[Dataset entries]

_____

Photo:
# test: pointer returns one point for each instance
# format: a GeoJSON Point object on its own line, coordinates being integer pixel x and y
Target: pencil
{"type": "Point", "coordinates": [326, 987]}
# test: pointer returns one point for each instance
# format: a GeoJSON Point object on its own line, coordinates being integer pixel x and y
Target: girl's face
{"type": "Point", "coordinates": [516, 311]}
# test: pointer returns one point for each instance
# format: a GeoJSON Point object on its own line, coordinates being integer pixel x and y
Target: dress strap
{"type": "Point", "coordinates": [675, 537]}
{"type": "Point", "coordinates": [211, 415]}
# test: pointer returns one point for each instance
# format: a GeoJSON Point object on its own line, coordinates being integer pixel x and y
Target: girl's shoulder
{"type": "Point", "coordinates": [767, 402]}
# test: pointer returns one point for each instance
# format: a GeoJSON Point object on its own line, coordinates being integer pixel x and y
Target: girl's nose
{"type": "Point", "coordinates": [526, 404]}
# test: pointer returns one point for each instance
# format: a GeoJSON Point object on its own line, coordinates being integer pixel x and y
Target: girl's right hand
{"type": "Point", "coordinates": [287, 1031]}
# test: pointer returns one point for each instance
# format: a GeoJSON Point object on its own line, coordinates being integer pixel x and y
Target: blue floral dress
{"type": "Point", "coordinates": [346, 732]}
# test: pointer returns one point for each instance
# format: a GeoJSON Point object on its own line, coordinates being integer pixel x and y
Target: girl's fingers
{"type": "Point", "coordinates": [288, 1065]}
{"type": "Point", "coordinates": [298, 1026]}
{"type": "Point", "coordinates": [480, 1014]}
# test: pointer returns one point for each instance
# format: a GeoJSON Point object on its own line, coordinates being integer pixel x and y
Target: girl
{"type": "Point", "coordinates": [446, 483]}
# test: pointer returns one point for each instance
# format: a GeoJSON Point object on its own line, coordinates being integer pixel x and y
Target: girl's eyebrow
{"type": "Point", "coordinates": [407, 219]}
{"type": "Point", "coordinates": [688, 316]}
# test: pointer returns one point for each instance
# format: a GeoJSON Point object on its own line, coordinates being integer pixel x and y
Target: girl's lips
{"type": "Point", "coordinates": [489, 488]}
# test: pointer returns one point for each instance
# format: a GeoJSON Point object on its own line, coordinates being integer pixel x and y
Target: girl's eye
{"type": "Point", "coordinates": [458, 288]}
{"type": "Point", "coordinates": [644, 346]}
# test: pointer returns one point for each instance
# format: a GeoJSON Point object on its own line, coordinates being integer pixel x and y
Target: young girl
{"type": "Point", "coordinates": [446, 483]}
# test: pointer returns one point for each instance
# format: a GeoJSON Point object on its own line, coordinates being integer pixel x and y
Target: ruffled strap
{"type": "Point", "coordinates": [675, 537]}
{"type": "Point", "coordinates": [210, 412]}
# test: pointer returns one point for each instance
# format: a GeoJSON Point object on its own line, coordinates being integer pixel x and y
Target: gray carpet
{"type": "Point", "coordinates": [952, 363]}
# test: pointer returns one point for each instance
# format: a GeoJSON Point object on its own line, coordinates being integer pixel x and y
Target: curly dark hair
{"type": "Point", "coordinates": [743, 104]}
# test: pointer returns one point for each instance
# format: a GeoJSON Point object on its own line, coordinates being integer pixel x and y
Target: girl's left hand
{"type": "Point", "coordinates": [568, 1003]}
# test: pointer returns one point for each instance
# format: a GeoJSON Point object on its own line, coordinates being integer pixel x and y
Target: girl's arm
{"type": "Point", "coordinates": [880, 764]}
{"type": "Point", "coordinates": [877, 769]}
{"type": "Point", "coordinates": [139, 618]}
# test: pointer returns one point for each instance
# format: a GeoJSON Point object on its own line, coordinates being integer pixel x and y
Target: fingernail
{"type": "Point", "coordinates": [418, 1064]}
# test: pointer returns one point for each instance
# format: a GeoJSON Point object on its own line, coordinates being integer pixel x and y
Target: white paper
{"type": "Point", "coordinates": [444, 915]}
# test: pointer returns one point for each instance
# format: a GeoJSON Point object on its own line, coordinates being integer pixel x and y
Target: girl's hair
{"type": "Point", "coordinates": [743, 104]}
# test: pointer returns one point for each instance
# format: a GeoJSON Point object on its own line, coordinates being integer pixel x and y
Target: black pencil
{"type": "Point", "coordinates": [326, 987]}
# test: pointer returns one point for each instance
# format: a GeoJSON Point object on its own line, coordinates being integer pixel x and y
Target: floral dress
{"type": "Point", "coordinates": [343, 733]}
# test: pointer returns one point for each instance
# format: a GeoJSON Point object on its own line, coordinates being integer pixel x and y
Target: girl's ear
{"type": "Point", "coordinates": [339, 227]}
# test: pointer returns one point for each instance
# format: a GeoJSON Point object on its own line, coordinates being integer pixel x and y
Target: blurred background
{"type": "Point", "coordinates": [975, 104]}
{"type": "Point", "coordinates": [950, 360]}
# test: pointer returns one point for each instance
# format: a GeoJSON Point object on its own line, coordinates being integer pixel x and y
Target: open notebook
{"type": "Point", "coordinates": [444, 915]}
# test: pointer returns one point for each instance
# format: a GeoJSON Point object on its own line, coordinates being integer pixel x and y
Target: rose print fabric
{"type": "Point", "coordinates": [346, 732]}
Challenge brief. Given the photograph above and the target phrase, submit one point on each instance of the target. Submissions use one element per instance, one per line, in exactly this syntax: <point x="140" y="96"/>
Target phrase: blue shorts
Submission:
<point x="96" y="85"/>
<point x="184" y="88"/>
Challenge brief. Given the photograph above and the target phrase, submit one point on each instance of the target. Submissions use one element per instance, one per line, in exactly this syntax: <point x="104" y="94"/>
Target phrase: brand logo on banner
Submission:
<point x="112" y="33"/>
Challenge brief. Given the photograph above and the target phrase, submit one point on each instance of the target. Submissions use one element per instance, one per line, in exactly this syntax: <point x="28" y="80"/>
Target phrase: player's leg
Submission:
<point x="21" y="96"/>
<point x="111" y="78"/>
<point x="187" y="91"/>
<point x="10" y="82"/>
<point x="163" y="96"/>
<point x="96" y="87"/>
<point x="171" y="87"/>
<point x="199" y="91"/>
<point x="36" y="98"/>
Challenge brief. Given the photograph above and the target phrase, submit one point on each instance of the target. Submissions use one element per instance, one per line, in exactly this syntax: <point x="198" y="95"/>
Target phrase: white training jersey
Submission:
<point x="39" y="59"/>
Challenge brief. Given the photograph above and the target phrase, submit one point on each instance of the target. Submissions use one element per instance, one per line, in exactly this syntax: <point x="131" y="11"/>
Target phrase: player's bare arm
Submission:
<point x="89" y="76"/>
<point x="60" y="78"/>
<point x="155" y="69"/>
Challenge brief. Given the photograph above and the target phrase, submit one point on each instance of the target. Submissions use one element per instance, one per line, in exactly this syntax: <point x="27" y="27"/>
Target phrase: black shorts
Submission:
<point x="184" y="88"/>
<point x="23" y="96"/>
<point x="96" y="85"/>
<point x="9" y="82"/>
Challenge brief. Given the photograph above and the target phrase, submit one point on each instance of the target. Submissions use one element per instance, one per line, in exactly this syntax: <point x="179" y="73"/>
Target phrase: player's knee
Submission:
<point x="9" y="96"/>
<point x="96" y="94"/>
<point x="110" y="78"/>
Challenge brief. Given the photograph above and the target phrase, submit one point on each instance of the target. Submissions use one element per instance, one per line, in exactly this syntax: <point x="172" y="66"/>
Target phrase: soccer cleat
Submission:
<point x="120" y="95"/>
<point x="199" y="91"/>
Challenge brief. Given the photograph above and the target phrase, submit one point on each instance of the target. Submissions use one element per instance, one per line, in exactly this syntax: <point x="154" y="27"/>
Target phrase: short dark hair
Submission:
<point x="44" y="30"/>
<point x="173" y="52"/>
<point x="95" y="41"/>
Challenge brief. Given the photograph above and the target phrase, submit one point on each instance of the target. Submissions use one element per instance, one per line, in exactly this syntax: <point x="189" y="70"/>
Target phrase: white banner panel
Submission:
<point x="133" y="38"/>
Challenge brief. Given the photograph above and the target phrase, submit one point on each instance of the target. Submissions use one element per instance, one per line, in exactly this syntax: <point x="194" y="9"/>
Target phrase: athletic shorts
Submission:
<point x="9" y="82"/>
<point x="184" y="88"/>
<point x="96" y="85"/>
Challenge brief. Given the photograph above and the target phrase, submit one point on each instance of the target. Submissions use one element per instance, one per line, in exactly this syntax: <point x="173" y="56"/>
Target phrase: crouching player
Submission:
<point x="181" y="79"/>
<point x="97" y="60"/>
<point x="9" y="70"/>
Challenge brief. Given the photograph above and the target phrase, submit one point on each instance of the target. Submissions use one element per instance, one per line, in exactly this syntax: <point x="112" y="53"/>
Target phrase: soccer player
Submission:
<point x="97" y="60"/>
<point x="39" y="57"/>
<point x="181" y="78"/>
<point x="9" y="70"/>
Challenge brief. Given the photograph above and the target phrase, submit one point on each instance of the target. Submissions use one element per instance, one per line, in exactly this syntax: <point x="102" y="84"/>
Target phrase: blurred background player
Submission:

_____

[What you should do]: Your answer should be one number: how many lines above include the word "shorts".

[Task response]: 3